%%

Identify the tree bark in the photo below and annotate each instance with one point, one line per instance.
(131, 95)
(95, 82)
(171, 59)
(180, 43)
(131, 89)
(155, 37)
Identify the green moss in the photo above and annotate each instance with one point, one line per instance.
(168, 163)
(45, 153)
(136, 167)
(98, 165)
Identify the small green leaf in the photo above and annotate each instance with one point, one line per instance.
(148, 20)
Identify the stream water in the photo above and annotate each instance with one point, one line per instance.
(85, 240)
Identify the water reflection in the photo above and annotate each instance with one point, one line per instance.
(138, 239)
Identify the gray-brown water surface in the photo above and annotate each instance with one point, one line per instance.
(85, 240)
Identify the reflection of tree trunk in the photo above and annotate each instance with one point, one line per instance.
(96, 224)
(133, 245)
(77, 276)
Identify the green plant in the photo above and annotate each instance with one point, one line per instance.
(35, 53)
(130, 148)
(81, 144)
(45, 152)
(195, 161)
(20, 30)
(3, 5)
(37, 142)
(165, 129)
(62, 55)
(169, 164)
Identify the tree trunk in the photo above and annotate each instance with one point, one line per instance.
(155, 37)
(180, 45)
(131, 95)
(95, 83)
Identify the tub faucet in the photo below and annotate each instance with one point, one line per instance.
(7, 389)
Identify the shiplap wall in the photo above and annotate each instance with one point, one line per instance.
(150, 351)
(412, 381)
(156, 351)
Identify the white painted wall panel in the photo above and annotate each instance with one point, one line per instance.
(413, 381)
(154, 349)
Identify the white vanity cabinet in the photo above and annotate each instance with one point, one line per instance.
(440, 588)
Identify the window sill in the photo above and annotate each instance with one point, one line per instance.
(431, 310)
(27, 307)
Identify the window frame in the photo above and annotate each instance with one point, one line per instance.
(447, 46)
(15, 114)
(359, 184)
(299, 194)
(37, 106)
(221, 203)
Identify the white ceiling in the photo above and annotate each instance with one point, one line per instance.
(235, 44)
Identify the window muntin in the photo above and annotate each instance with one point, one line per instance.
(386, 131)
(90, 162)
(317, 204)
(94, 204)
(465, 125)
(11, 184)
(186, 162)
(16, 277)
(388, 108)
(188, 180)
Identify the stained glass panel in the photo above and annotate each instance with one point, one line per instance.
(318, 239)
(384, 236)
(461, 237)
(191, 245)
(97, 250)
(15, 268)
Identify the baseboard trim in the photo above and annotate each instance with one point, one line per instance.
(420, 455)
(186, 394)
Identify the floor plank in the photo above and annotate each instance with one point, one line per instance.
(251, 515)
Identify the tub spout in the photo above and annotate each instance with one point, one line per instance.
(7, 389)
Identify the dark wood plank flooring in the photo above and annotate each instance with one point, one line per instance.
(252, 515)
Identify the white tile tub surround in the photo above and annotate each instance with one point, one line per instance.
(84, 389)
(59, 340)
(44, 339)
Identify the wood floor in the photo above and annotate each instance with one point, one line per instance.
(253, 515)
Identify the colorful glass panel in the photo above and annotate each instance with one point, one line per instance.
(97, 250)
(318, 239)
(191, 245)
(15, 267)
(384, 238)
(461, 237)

%%
%%

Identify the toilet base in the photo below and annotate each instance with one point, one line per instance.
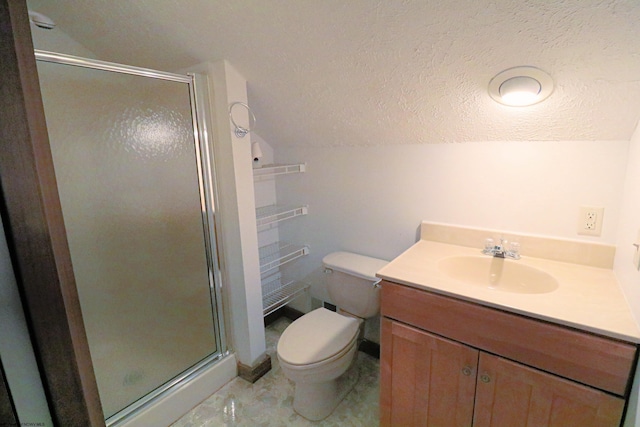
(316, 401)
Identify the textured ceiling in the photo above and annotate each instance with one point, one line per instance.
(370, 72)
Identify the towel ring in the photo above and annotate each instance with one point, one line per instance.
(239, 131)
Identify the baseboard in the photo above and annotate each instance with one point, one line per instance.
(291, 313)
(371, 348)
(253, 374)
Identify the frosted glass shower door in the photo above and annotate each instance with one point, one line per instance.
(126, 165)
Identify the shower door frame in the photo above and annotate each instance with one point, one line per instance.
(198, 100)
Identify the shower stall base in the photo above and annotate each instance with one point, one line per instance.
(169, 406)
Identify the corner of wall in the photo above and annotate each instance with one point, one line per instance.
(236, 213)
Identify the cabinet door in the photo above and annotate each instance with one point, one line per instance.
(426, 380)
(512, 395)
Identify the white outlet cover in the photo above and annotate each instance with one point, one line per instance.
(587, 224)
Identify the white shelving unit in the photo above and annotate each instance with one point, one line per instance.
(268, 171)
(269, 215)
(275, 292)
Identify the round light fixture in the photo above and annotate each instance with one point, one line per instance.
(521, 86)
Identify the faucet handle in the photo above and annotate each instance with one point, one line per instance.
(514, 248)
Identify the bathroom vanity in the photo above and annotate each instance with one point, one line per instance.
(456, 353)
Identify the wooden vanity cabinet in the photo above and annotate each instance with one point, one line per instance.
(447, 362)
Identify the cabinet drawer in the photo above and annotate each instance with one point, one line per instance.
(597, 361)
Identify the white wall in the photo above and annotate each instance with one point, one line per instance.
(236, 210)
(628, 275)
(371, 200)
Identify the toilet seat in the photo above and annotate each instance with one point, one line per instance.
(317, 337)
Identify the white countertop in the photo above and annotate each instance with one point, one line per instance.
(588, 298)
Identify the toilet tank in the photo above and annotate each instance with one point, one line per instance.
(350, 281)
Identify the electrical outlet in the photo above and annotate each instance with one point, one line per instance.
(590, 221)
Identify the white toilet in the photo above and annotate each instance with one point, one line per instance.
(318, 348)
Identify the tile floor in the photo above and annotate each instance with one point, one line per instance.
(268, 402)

%%

* [TASK DESCRIPTION]:
Locate each line in the records above that contains the string "vanity" and copy those lines out. Case matters when matching.

* [TASK ANSWER]:
Identify the white vanity cabinet in the photo above and annotate each instance with one point, one line per instance.
Identify the bathroom vanity in the photo above and annotate each instance with one point, one line per instance.
Identify the wooden vanity cabinet in the photo above and annotate each instance with one point, one line per instance.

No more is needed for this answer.